PARTS OF THE EXERCISE >>
a – Using the background section of the abstract on the free-breathing MRI method, explain in one to three sentences why the induction of general anesthesia is a concern for the heart.
b – In which journal did the study introducing the free-breathing MRI method appear?
c – Carry on the abstract about the free-breathing MRI method from the point where it stops.

EXTRACTED TEXT >>
# # # # #
Guensch, Dominik P; Utz, Christoph D; Jung, Bernd; Dozio, Scilla; Huettenmoser, Stefan P; Friess, Jan O; Terbeck, Sandra; Erdoes, Gabor; Huber, Adrian T; Eberle, Balthasar; Fischer, Kady (2024). Introducing a free-breathing MRI method to assess peri-operative myocardial oxygenation and function: A volunteer cohort study. European journal of anaesthesiology, 41(7), pp. 480-489. Lippincott Williams & Wilkins 10.1097/EJA.0000000000001964
|
Text
introducing_a_free_breathing_mri_method_to_assess.167.pdf - Published Version Available under License Creative Commons: Attribution-Noncommercial-No Derivative Works (CC-BY-NC-ND). Download (1MB) | Preview |
BACKGROUND
Induction of general anaesthesia has many potential triggers for peri-operative myocardial ischaemia including the acute disturbance of blood gases that frequently follows alterations in breathing and ventilation patterns. Free-breathing oxygenation-sensitive cardiovascular magnetic resonance (OS-CMR) imaging may provide the opportunity to continuously quantify the impact of such triggers on myocardial oxygenation.
# # # # #
PROVIDED INFORMATION >>
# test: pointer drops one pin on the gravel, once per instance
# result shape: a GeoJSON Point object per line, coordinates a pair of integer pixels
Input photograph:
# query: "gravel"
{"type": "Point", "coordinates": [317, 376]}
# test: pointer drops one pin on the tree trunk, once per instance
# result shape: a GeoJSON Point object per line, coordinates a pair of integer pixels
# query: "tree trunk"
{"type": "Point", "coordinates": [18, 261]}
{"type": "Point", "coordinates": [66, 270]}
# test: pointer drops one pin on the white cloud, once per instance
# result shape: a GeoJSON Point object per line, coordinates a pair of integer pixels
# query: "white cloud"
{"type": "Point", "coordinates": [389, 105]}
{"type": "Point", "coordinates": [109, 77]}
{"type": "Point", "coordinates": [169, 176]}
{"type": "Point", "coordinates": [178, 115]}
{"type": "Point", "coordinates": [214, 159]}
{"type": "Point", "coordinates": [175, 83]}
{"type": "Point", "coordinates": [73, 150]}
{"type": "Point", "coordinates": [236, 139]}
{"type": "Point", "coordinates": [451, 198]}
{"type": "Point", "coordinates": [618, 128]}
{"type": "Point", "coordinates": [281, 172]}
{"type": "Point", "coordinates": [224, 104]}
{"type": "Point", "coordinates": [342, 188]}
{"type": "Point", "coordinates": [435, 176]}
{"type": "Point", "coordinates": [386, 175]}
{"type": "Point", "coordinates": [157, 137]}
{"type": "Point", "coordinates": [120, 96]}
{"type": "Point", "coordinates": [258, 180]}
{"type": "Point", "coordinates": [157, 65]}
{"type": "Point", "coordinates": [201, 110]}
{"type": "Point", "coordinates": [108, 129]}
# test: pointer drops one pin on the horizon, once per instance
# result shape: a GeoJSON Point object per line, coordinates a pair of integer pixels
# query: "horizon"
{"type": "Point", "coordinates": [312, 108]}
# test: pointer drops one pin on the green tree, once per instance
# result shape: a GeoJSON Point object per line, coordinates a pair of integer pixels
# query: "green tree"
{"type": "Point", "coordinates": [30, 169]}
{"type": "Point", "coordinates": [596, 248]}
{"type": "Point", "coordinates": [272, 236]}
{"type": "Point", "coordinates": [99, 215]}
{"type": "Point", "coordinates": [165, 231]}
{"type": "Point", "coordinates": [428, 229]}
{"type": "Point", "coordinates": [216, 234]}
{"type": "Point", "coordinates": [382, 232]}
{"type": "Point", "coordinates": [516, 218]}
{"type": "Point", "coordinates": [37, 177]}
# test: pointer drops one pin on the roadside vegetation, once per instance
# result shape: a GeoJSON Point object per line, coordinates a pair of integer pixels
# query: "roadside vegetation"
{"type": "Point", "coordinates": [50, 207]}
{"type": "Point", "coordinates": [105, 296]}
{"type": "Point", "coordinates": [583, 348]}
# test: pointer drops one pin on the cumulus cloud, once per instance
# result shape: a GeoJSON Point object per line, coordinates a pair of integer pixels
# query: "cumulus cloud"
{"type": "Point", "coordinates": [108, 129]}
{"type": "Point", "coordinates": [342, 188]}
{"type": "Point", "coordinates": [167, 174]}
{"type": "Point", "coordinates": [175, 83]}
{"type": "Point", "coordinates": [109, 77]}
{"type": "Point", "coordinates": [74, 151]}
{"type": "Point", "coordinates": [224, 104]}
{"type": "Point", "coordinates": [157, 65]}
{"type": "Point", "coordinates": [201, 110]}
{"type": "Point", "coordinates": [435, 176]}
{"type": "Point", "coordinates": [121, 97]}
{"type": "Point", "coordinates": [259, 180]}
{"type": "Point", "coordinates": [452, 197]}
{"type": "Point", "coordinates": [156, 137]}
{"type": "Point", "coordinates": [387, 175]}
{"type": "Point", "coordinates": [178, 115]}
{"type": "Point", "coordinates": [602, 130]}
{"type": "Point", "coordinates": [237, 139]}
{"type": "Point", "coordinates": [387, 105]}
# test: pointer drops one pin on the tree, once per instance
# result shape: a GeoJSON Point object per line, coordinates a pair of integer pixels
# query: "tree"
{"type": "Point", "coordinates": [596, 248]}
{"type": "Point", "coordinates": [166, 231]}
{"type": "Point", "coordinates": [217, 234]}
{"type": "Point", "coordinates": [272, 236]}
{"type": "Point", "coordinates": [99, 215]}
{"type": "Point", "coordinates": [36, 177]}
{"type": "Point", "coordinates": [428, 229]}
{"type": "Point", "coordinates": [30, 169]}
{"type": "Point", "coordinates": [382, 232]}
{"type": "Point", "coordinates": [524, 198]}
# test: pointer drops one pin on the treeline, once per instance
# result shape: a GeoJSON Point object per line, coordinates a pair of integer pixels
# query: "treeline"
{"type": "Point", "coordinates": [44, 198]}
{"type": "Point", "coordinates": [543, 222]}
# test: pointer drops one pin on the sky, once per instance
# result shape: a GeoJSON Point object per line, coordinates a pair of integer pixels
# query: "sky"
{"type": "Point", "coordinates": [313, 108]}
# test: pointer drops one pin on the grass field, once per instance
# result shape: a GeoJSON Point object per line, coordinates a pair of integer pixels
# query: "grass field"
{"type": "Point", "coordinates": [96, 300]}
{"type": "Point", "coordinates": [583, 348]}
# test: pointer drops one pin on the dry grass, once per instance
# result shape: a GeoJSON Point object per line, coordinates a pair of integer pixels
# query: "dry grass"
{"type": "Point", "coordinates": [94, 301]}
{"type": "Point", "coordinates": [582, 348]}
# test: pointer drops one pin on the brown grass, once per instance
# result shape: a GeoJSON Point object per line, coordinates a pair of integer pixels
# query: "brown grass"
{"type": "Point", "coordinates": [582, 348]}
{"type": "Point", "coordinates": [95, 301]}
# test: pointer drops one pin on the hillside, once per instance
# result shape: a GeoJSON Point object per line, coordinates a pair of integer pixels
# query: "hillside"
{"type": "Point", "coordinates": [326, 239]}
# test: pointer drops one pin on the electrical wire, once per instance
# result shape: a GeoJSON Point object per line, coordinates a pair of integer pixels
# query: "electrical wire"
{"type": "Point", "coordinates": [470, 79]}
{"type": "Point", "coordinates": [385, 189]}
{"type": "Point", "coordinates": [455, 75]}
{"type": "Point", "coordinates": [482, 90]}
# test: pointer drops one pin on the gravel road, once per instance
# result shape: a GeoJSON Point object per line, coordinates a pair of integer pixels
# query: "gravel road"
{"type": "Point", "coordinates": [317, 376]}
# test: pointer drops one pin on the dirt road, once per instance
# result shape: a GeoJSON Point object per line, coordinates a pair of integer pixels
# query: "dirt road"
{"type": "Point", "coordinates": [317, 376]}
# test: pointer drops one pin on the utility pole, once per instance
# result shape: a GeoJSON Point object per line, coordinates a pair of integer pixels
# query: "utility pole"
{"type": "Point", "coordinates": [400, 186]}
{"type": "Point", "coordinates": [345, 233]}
# # # # #
SET OF ANSWERS >>
a – Induction of general anesthesia has many potential triggers for peri-operative myocardial ischemia. One of these is the acute disturbance of blood gases that often follows changes in breathing and ventilation patterns.

b – The European Journal of Anaesthesiology.

c –
OBJECTIVE
To investigate the impact of breathing patterns that simulate induction of general anaesthesia on myocardial oxygenation in awake healthy adults using continuous OS-CMR imaging.
DESIGN
Prospective observational study.
SETTING
Single-centre university hospital. Recruitment from August 2020 to January 2022.
PARTICIPANTS
Thirty-two healthy volunteers younger than 45 years old were recruited. Data were analysed from n = 29 (69% male individuals).
INTERVENTION
Participants performed a simulated induction breathing manoeuvre consisting of 2.5 min paced breathing with a respiration rate of 14 breaths per minute, followed by 5 deep breaths, then apnoea for up to 60s inside a magnetic resonance imaging scanner (MRI). Cardiac images were acquired with the traditional OS-CMR sequence (OSbh-cine), which requires apnoea for acquisition and with two free-breathing OS-CMR sequences: a high-resolution single-shot sequence (OSfb-ss) and a real-time cine sequence (OSfb-rtcine).
MAIN OUTCOME MEASURES
Myocardial oxygenation response at the end of the paced breathing period and at the 30 s timepoint during the subsequent apnoea, reflecting the time of successful intubation in a clinical setting.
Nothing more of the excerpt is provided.